### Exercise a
Please duplicate the external hard drive discussion below word for word, in full.

### Article
External Harddrive Durability

Solution
External drives are usually housed in cheap, fanless plastic enclosures and as such are subject to higher temperatures than internal drives. If I were looking for an external drive, I would spend the extra money and buy a regular internal drive and install it in a metal, fan cooled enclosure. Be aware that some external drives are encrypted (eg WD My Book Essentials & Passport), so this might not be to your liking.
Hey mrsmile. This is a little tricky to answer. As you know HDDs are mechanical and no matter if they are external or internal, they tend to wear out with time, which is inevitable. There's no particular reason that an external HDD should fail faster than an internal one. They actually are normal HDDs which are in an enclosure. But external drives are subjected to risk a bit more, depending on how you use them, even though the external enclosure offers some protection. If you carry it around with you (office, school etc.) all the time, or there's a chance that you may drop it or disconnect it while using it - this might damage the drive, while the internal drive sits safely in your computer.

### Data supplied
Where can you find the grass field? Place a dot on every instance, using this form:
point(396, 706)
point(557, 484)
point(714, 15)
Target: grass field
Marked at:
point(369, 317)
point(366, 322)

### Exercise b
Update the entire listing above, changing "grass field" to "lawn" wherever it appears and keeping everything else the same.

### Expected output a
External Harddrive Durability

Solution
External drives are usually housed in cheap, fanless plastic enclosures and as such are subject to higher temperatures than internal drives. If I were looking for an external drive, I would spend the extra money and buy a regular internal drive and install it in a metal, fan cooled enclosure. Be aware that some external drives are encrypted (eg WD My Book Essentials & Passport), so this might not be to your liking.
Hey mrsmile. This is a little tricky to answer. As you know HDDs are mechanical and no matter if they are external or internal, they tend to wear out with time, which is inevitable. There's no particular reason that an external HDD should fail faster than an internal one. They actually are normal HDDs which are in an enclosure. But external drives are subjected to risk a bit more, depending on how you use them, even though the external enclosure offers some protection. If you carry it around with you (office, school etc.) all the time, or there's a chance that you may drop it or disconnect it while using it - this might damage the drive, while the internal drive sits safely in your computer.

### Expected output b
Where can you find the lawn? Place a dot on every instance, using this form:
point(396, 706)
point(557, 484)
point(714, 15)
Target: lawn
Marked at:
point(369, 317)
point(366, 322)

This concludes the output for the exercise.